"""
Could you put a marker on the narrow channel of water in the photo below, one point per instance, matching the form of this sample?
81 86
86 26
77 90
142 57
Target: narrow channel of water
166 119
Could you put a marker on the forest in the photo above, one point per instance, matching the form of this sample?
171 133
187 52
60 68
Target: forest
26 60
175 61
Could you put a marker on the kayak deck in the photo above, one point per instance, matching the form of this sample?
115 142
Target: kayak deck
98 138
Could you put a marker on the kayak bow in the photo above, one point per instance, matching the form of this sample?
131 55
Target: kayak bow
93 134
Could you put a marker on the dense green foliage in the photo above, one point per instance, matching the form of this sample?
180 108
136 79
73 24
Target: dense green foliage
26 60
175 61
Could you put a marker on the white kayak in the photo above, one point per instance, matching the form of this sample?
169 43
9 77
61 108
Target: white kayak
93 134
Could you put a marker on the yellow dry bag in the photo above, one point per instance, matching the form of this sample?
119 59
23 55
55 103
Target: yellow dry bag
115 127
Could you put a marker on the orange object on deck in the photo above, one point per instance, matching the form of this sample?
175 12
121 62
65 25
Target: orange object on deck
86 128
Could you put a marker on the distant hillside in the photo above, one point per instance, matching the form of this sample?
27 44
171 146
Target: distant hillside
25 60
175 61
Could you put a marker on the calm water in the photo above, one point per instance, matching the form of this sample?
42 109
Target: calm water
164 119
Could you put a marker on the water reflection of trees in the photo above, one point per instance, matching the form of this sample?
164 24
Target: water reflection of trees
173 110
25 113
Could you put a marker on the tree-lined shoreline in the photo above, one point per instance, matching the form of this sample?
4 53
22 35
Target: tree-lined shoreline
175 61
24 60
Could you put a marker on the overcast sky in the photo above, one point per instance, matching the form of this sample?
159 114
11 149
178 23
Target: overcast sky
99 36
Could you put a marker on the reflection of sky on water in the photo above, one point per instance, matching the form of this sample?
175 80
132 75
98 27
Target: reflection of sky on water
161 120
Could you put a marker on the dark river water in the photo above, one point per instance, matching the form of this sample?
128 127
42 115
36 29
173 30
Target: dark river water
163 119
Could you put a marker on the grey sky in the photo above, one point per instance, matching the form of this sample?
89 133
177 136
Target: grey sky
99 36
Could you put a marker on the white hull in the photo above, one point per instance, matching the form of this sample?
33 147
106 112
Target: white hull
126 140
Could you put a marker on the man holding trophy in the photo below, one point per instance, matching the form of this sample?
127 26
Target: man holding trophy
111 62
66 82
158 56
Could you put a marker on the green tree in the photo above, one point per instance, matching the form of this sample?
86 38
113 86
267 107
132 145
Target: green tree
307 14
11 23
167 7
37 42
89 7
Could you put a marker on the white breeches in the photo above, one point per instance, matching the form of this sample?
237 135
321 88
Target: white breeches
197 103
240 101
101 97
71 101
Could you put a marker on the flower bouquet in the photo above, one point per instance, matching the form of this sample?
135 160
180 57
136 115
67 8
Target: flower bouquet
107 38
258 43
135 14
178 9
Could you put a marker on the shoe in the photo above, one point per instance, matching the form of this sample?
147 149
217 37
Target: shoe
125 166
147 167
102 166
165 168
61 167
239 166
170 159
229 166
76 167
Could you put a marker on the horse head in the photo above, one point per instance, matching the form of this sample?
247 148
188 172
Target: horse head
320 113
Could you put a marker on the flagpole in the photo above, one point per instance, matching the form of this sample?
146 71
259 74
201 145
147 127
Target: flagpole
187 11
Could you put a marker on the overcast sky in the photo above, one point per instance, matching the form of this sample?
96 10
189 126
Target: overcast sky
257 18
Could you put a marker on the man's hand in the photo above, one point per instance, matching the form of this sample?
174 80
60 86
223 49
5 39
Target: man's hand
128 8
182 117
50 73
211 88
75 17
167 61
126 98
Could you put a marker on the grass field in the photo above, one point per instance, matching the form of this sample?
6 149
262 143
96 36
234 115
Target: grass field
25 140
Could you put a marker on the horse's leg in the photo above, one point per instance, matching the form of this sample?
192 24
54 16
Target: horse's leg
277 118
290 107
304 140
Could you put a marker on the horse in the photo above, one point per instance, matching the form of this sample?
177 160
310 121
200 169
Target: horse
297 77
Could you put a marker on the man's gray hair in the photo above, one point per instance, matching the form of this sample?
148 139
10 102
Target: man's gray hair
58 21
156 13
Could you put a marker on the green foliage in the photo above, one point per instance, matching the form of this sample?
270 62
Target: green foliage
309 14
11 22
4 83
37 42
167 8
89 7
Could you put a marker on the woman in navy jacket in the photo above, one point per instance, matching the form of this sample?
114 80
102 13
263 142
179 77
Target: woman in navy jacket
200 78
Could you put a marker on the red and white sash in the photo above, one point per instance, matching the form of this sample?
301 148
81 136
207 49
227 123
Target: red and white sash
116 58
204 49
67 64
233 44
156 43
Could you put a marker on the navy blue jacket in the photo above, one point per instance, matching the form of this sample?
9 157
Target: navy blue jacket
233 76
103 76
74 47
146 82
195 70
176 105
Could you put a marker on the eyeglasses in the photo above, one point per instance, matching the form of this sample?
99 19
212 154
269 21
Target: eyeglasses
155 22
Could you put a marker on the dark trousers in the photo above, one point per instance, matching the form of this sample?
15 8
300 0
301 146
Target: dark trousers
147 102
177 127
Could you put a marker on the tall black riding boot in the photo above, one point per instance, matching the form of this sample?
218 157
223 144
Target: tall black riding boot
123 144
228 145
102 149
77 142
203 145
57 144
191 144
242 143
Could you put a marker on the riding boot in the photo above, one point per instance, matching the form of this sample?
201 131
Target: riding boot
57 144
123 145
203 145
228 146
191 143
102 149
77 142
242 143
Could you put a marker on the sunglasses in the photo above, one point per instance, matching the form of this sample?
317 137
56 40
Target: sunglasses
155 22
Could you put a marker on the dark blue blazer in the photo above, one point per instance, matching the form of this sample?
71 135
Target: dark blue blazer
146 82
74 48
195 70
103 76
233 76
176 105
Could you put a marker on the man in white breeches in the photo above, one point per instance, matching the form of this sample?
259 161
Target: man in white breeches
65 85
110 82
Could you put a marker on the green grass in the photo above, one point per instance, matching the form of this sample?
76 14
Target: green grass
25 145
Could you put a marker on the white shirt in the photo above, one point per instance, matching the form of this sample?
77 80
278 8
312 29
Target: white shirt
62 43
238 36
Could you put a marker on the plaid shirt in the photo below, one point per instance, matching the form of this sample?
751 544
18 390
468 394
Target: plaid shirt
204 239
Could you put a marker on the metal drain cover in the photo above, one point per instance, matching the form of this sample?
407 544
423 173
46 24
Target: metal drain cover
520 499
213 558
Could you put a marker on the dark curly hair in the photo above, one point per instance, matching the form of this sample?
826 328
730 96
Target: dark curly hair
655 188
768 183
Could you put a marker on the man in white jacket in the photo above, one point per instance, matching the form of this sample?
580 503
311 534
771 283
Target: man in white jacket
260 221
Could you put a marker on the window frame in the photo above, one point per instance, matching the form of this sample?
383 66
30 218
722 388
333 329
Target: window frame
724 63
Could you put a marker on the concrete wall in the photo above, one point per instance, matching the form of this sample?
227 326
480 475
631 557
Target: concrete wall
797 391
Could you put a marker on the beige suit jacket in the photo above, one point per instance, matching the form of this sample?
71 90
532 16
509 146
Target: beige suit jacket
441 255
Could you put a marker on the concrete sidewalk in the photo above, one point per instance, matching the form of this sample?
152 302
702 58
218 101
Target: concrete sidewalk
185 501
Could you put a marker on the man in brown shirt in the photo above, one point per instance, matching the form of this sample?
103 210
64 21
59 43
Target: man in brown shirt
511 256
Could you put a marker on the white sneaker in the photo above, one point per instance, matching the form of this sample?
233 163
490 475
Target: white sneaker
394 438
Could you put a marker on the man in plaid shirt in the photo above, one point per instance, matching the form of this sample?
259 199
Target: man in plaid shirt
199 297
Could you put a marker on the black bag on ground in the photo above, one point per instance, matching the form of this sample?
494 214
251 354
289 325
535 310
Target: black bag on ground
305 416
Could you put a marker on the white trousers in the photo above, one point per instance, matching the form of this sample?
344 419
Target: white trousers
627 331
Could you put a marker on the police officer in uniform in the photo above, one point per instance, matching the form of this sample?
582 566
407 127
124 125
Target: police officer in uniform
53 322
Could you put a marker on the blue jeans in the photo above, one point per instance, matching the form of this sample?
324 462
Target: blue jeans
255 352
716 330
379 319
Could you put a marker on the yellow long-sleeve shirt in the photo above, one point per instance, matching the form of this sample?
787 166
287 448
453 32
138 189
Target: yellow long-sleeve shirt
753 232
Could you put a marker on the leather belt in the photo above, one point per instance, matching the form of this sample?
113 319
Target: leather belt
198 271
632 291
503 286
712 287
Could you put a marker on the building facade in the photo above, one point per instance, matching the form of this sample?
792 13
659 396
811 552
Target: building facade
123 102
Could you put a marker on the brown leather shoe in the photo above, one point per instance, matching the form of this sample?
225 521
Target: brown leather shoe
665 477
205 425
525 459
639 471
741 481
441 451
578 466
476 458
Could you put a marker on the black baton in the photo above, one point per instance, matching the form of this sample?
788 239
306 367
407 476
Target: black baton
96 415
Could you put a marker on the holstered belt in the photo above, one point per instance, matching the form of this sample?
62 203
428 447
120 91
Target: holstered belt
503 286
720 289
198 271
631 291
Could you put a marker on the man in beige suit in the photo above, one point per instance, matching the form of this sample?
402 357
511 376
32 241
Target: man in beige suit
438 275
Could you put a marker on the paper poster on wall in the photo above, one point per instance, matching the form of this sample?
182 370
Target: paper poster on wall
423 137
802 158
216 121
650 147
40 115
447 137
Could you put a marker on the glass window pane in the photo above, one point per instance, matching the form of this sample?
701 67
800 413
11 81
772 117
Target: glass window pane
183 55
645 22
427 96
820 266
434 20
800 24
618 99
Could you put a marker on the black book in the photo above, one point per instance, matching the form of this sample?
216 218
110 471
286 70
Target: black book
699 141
"""
"""
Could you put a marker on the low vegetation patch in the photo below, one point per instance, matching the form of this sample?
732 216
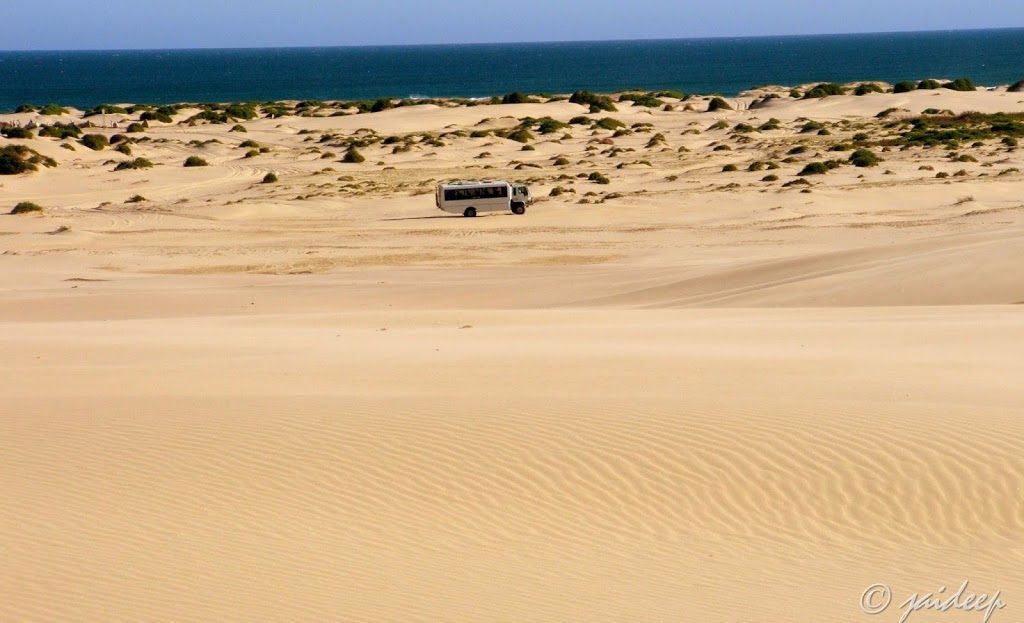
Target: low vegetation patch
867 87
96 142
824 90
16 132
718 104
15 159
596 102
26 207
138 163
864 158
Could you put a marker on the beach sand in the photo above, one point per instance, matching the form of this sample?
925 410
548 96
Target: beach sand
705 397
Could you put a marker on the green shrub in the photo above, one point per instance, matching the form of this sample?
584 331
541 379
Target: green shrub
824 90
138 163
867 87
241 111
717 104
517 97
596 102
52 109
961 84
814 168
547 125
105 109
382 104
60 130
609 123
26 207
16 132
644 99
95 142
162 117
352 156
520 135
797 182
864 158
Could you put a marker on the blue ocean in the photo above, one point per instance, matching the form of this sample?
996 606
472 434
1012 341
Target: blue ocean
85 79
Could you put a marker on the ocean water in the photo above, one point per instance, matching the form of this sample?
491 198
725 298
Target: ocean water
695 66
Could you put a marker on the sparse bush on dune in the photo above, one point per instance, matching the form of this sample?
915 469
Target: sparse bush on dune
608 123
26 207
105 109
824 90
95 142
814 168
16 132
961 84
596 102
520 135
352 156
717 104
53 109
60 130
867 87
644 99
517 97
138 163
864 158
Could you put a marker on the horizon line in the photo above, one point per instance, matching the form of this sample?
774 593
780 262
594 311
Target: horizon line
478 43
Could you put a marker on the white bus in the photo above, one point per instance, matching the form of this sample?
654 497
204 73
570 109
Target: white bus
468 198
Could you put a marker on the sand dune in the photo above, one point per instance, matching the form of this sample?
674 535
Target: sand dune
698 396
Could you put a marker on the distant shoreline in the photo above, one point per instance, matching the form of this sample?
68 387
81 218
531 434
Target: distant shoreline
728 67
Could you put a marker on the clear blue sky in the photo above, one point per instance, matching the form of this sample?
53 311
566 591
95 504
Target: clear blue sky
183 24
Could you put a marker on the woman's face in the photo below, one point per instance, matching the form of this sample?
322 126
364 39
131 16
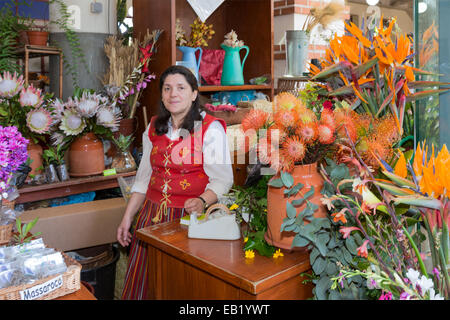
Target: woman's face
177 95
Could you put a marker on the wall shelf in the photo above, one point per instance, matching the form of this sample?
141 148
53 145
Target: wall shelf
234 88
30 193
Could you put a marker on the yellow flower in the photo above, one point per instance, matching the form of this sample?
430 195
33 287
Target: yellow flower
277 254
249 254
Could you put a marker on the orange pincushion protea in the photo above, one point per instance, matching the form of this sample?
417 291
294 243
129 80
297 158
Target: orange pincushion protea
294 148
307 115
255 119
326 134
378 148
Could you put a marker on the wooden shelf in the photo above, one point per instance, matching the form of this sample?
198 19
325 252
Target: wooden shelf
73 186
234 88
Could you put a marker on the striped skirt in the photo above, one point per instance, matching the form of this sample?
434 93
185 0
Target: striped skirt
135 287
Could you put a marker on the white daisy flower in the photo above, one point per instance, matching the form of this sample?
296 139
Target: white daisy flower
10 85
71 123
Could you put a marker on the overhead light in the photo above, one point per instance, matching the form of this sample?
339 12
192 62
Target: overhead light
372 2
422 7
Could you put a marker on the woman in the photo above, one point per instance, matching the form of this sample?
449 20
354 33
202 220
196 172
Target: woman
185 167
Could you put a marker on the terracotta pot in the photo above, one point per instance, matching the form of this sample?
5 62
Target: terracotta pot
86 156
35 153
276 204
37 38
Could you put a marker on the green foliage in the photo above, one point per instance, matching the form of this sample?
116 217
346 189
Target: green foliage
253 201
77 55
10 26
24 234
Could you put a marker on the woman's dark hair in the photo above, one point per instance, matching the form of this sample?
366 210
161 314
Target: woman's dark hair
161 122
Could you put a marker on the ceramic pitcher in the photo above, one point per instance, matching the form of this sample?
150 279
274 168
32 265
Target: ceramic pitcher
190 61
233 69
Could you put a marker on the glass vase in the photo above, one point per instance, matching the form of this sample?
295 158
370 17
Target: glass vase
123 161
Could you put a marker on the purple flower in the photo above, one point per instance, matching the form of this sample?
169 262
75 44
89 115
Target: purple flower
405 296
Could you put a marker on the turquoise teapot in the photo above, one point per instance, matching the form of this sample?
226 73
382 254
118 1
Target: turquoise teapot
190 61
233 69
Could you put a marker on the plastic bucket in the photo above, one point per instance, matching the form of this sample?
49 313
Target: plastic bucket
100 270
"""
"""
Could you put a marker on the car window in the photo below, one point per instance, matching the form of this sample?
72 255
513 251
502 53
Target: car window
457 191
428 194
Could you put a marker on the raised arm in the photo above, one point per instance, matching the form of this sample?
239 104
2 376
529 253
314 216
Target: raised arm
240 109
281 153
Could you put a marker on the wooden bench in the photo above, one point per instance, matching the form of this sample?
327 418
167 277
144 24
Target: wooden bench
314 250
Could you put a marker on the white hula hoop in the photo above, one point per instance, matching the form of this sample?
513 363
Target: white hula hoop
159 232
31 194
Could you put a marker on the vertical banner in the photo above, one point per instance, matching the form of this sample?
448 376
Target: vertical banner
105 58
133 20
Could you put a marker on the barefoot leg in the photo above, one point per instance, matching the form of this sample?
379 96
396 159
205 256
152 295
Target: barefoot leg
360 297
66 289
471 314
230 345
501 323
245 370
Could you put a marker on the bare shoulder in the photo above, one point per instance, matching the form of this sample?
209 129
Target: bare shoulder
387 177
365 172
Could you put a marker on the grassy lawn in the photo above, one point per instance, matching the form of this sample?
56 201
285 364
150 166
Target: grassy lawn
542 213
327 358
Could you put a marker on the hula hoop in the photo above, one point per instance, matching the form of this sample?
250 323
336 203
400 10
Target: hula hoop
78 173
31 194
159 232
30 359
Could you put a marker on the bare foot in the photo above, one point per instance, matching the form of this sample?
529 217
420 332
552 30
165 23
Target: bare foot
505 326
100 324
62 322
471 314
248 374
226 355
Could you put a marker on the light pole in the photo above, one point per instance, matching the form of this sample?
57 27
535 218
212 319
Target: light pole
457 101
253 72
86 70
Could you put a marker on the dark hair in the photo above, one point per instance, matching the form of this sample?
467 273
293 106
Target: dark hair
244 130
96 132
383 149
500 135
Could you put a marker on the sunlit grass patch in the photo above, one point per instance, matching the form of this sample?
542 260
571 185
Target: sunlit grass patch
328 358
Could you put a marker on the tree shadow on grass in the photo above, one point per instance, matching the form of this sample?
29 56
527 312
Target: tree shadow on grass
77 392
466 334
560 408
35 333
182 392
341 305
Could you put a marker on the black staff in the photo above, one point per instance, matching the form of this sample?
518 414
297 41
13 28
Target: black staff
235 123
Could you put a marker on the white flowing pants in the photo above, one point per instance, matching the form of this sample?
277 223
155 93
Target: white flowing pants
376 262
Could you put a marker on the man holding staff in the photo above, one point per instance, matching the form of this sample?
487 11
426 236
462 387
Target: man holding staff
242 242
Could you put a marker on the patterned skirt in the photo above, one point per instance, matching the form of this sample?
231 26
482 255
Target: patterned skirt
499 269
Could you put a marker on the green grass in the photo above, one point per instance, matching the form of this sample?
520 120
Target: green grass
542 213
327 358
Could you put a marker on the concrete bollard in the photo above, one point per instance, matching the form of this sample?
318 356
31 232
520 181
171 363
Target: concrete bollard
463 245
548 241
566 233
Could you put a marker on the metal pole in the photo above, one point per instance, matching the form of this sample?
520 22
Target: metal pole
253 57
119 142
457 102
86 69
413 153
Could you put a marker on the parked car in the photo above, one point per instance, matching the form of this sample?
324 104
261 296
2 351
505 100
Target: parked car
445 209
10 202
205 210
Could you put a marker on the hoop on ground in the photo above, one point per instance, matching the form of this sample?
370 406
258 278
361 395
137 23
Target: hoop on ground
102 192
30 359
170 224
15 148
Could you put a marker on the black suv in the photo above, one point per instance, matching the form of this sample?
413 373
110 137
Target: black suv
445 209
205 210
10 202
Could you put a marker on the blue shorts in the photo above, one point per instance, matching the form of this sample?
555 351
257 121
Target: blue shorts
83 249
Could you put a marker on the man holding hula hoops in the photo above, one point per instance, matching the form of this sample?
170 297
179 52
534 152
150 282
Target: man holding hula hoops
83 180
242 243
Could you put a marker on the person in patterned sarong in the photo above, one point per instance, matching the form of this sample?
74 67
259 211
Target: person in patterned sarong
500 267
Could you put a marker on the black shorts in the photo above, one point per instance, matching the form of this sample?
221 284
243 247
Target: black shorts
"""
### Required work
Among the lines of the data above, find those with the word "below" and show them.

### Answer box
Could you put a marker on the narrow channel of water in the photo below, one point per instance, matching the form of this sample?
Could you put a marker on the man holding trophy in the photo below, one point per instance, matching the form of this sample?
Could you put a marker on the plaid shirt in the photo below, one point per instance, matching the form of this sample?
Could you put a marker on the low vegetation patch in the photo below, one point per instance, matching the form of this sample?
Could you put a marker on the woman's face in the photo below, one point per instance, matching the form of this sample?
Could you put a marker on the car window in the photo below, one point per instance, matching the form of this sample?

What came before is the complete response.